Brief: Down to the final line, print each entry exactly.

Material shown:
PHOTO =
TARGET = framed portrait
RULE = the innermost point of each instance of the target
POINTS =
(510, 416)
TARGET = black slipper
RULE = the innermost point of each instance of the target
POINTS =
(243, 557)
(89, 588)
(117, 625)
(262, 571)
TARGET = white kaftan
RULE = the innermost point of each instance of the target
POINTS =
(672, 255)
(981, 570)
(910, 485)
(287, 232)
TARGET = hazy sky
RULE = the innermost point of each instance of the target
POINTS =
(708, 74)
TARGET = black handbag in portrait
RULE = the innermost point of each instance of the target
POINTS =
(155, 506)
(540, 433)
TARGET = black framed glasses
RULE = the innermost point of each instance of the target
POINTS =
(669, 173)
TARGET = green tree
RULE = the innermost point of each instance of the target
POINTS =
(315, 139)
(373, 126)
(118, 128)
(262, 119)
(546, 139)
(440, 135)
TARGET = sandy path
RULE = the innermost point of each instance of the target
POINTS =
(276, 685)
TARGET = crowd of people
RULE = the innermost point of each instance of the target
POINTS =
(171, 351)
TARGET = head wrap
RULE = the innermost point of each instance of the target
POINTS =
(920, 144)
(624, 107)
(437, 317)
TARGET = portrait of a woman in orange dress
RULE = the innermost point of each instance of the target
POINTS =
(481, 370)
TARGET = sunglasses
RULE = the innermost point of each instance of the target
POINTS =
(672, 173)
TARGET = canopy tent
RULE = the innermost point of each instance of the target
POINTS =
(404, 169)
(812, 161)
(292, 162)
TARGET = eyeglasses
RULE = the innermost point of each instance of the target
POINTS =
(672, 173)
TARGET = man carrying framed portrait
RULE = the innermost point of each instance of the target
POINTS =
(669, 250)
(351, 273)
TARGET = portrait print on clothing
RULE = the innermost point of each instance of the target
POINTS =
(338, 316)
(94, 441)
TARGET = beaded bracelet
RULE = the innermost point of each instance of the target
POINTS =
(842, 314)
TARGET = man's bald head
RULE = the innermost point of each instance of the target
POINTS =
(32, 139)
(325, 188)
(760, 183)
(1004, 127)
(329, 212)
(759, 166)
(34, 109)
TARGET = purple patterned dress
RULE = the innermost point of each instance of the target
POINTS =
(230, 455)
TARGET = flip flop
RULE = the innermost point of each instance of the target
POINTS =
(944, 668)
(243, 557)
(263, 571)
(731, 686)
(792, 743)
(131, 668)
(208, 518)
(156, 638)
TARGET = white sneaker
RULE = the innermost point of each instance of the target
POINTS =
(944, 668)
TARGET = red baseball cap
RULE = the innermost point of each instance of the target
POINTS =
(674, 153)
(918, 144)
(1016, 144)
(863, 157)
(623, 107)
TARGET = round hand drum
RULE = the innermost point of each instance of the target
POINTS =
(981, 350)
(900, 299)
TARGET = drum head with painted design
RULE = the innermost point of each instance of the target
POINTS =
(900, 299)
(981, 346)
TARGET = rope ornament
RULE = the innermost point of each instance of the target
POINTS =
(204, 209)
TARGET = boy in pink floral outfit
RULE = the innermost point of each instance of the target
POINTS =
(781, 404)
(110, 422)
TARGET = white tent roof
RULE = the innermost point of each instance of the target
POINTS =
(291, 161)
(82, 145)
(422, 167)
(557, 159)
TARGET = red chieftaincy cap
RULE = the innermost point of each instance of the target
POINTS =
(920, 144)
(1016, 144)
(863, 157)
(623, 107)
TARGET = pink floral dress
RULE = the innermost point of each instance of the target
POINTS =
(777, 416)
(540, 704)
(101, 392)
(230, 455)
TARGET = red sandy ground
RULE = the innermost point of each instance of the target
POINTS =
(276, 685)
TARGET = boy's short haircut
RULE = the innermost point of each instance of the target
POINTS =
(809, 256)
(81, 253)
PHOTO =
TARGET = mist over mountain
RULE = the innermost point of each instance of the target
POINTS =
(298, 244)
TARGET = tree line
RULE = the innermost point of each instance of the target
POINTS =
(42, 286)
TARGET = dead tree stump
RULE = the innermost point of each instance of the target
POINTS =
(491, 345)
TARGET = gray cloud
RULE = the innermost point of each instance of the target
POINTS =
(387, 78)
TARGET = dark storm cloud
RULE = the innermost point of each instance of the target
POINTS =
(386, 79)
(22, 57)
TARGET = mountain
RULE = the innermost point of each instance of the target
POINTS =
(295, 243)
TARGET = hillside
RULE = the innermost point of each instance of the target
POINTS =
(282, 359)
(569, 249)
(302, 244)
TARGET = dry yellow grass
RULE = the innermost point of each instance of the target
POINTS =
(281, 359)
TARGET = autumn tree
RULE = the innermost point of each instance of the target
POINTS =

Expected output:
PHOTO =
TARGET = framed portrait
RULE = the innermost point of each instance of the target
POINTS =
(510, 416)
TARGET = black slipper
RULE = the innermost point of each instance of the target
POINTS =
(243, 557)
(89, 588)
(117, 625)
(262, 571)
TARGET = white kaftan
RULE = the innermost point of each instance of the target
POINTS =
(672, 255)
(981, 570)
(910, 485)
(287, 232)
TARGET = hazy sky
RULE = the innermost point of each instance of the target
POINTS =
(708, 74)
TARGET = black handbag in portrait
RULE = the innermost point of each instance of the target
POINTS =
(155, 506)
(540, 433)
TARGET = black framed glasses
RULE = the innermost point of each instance of the target
POINTS =
(669, 173)
TARGET = green tree
RULE = the innermost point of each instance of the target
POINTS =
(315, 139)
(373, 126)
(118, 128)
(262, 119)
(546, 139)
(440, 135)
TARGET = sandy path
RULE = the innermost point of each instance of the target
POINTS =
(276, 685)
TARGET = crowd of people
RULE = the innermost point of each instance of the target
POINTS =
(171, 351)
TARGET = head wrap
RULE = the innermost point of each instance of the target
POINTS =
(920, 144)
(624, 107)
(437, 317)
TARGET = portrait of a woman in orange dress
RULE = the innermost point of each instance of the target
POINTS =
(481, 370)
TARGET = sunglasses
RULE = the innermost point of each instance of the target
POINTS =
(672, 173)
TARGET = canopy tent
RULE = the innermost point of each instance of the target
POINTS =
(404, 169)
(812, 161)
(292, 162)
TARGET = eyeglasses
RULE = the innermost point of each instance of the target
POINTS =
(672, 173)
TARGET = man carrying framed portrait
RULE = the innermost point of each instance of the target
POINTS =
(669, 250)
(351, 273)
TARGET = portrait print on clothing
RULE = the innermost point of each instance of the target
POINTS =
(338, 316)
(94, 441)
TARGET = beaded bracelet
RULE = the innermost point of each instance of the target
POINTS =
(842, 314)
TARGET = man's bald head
RULE = the innermost point of each instance of the target
POINTS =
(32, 139)
(325, 188)
(760, 183)
(1004, 127)
(329, 212)
(759, 166)
(34, 109)
TARGET = purple patterned dress
RULE = the innermost point of each instance of the target
POINTS =
(230, 455)
TARGET = flip flop
RULE = the innermost point of each instance of the target
POINTS =
(944, 668)
(243, 557)
(263, 571)
(731, 686)
(792, 743)
(131, 668)
(208, 518)
(156, 638)
TARGET = white sneaker
RULE = the innermost point of each instance of the target
POINTS =
(944, 668)
TARGET = red baseball cap
RULE = the innermost point of each instance of the target
POINTS =
(674, 153)
(918, 144)
(1016, 144)
(863, 157)
(623, 107)
TARGET = round hand drum
RULE = the innermost point of each instance of the target
POINTS =
(981, 350)
(900, 299)
TARGET = drum head with painted design
RULE = the innermost point of each instance of the target
POINTS =
(900, 299)
(981, 346)
TARGET = rope ornament
RULE = the innermost point of each instance of the target
POINTS =
(204, 209)
TARGET = boy in pink floral outfit
RULE = the innermost point of each instance of the target
POINTS =
(781, 404)
(110, 422)
TARGET = white tent roof
RULE = the innermost point of each instance of the target
POINTS =
(291, 161)
(82, 145)
(422, 167)
(557, 159)
TARGET = red chieftaincy cap
RULE = the innermost point of each instance of the target
POINTS =
(920, 144)
(1016, 144)
(863, 157)
(623, 107)
TARGET = pink floral dress
RULE = the innermost point of each instance of the target
POINTS =
(777, 416)
(540, 704)
(101, 392)
(230, 455)
TARGET = red sandy ground
RULE = the innermost point of each instance of the target
POINTS =
(276, 685)
TARGET = boy's short haircut
RULE = the innermost point of each instance of the target
POINTS =
(809, 256)
(81, 253)
PHOTO =
TARGET = mist over mountain
RULE = the innermost point of each instance of the target
POINTS =
(298, 244)
TARGET = tree line
RULE = the innermost point of each instance of the target
POINTS =
(42, 286)
TARGET = dead tree stump
RULE = the innermost point of each instance of the target
POINTS =
(491, 345)
TARGET = gray cloud
RULE = the innermost point of each instance of the target
POINTS =
(387, 78)
TARGET = dark storm cloud
RULE = the innermost point of each instance of the target
POINTS =
(386, 79)
(22, 57)
TARGET = mountain
RULE = the innermost point of each instance of the target
POINTS =
(295, 243)
TARGET = hillside
RULE = the innermost point of each instance of the target
POINTS =
(282, 359)
(569, 249)
(302, 244)
TARGET = dry yellow grass
RULE = the innermost point of each instance of the target
POINTS =
(281, 359)
TARGET = autumn tree
RULE = the innermost point of each instance of the target
POINTS =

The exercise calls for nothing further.